SELECTED PASSAGE.
◇ ◇ ◇
Most recently, Mrs May criticised the Prime Minister for appointing a trusted confidant as national security adviser last month.
Since its inception under David Cameron in 2010, the National Security Council (NSC) has been given responsibility for safeguarding the country’s interests. They concern overseeing military operations overseas, such as the recent campaigns in Afghanistan and against ISIS, as well as deliberating over whether the Chinese telecoms giant Huawei should be allowed to participate in the construction of Britain’s new 5G network.
During her time as home secretary and then prime minister, Mrs May regularly attended NSC meetings and was responsible for the appointment of Mark Sedwill, the organisation’s current head. Consequently, she was deeply alarmed when Mr Johnson announced last weekend that he was appointing David Frost, his chief Brexit negotiator, to replace Mr Sedwill.
For several months, Mr Johnson has been keen to replace Mr Sedwill – who previously served as Nato’s ambassador to Afghanistan – following concerns that, by holding the positions of head of Britain's civil service and cabinet secretary in addition to his national security responsibilities, he exerted too much influence in government.
◇ ◇ ◇
Dataset excerpt:

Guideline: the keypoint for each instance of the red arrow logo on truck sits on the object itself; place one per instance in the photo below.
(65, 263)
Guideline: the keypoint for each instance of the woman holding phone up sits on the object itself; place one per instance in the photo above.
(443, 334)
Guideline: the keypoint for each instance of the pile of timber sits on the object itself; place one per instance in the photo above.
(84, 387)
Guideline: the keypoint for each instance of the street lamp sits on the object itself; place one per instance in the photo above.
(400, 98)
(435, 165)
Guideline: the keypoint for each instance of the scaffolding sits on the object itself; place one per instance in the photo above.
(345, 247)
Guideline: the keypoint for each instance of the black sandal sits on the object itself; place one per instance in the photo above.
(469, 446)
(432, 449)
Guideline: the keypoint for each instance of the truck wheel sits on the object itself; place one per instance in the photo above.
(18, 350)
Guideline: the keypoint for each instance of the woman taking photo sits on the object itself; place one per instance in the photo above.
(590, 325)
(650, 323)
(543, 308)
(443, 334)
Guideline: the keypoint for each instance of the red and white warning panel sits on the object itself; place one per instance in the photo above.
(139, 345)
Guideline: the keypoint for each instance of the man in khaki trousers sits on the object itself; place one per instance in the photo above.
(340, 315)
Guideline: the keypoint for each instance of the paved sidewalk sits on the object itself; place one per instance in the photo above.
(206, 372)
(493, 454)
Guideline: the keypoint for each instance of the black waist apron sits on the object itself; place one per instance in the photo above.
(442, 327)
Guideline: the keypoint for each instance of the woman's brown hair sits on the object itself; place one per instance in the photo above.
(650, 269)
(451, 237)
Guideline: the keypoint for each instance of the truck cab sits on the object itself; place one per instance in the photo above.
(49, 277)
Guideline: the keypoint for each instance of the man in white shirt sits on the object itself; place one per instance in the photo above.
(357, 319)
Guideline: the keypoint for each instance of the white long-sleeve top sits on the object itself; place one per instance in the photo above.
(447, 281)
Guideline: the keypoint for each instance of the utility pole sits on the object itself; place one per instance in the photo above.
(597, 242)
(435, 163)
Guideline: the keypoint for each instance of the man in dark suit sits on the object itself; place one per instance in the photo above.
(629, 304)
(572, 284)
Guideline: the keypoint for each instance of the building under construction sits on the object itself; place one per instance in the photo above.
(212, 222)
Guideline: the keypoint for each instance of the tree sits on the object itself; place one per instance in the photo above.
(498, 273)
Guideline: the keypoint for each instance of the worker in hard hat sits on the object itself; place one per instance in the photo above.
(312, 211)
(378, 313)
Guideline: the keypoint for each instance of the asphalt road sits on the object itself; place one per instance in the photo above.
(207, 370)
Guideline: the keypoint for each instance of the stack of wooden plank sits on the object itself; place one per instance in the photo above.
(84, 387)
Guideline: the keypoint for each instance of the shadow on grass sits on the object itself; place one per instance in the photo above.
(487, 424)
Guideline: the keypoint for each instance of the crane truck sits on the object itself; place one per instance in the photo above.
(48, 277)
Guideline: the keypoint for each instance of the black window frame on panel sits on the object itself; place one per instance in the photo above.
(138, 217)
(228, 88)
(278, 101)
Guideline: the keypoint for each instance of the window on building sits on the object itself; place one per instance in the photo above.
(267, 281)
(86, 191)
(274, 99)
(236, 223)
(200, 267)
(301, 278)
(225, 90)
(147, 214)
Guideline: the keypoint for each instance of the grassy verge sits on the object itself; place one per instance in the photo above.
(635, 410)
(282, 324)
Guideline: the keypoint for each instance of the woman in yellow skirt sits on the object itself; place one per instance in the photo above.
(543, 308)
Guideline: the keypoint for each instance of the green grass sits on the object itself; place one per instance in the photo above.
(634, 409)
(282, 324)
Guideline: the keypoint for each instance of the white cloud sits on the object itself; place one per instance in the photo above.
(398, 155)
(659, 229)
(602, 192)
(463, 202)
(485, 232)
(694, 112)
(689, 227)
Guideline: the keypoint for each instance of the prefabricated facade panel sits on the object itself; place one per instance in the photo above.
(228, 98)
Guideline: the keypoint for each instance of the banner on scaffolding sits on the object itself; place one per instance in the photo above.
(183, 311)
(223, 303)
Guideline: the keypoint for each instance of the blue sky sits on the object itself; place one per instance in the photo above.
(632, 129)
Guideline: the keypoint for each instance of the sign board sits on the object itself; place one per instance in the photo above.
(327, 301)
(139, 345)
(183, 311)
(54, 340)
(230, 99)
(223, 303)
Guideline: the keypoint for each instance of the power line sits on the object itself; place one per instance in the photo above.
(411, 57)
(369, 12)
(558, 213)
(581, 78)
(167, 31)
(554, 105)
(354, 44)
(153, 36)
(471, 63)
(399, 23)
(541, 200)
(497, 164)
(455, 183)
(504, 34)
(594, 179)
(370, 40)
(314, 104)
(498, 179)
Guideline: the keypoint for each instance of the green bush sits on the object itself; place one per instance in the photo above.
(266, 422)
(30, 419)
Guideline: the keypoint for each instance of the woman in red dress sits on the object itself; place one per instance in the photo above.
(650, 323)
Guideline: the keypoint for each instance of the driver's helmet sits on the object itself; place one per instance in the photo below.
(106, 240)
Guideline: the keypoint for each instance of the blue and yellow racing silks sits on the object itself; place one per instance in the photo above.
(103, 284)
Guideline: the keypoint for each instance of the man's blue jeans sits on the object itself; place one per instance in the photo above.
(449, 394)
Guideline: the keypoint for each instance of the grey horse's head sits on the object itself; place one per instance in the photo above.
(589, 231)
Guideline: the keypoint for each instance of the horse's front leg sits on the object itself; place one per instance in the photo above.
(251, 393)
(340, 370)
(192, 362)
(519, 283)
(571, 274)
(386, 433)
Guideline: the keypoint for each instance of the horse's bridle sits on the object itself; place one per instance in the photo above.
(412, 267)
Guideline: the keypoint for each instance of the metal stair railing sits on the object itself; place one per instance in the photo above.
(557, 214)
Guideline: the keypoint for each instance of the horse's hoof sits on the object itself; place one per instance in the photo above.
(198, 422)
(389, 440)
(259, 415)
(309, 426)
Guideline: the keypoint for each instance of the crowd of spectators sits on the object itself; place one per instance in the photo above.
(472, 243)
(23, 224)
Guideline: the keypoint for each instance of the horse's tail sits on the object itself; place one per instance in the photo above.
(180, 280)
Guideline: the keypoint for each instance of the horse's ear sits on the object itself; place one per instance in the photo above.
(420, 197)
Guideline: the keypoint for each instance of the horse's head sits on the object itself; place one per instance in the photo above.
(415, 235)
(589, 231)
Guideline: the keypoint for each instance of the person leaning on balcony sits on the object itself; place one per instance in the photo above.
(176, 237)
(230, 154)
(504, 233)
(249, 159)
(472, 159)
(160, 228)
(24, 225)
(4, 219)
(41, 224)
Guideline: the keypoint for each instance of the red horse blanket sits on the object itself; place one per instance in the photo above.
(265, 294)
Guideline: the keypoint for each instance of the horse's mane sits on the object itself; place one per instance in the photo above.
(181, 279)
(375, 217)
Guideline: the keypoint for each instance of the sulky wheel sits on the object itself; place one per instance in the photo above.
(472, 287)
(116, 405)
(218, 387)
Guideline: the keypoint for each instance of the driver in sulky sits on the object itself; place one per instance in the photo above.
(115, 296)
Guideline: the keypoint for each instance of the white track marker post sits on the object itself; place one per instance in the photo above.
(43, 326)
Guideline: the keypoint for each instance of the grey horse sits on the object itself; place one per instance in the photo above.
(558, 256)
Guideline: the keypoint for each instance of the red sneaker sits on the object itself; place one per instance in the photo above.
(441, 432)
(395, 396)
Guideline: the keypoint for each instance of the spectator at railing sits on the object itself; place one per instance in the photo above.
◇ ◇ ◇
TASK DESCRIPTION. Pick up the passage about the national security adviser appointment above, continuing it from the point where it stops.

EXPECTED OUTPUT.
Indeed, the fact that he had become the most powerful civil servant of modern times was due in no small measure to his close relationship with Mrs May, who regarded him as a trusted ally and promoted him to all three roles. In such circumstances, therefore, it was hardly surprising that Mr Johnson should want to replace an official who was so closely associated with his predecessor’s administration.
This did not prevent Mrs May from launching a blistering attack on Mr Johnson in Parliament this week.
"I served on the National Security Council for nine years – six years as home secretary and three as prime minister," Mrs May said. "During that time, I listened to the expert independent advice from national security advisers. Why, then, is the new national security adviser a political appointee with no proven experience in national security?”
In response, Michael Gove, the Cabinet Office Minister, pointed out – with some justification – that not all the previous incumbents had been steeped in national security issues before their appointments, and that, just like Mr Frost, they had enjoyed distinguished diplomatic careers prior to taking over the national security role.
Mrs May may have been correct to question Mr Johnson’s high-handed treatment of Mr Sedwill. But her intervention demonstrates that her antipathy towards Mr Johnson, which dates back to her time in office, has not abated.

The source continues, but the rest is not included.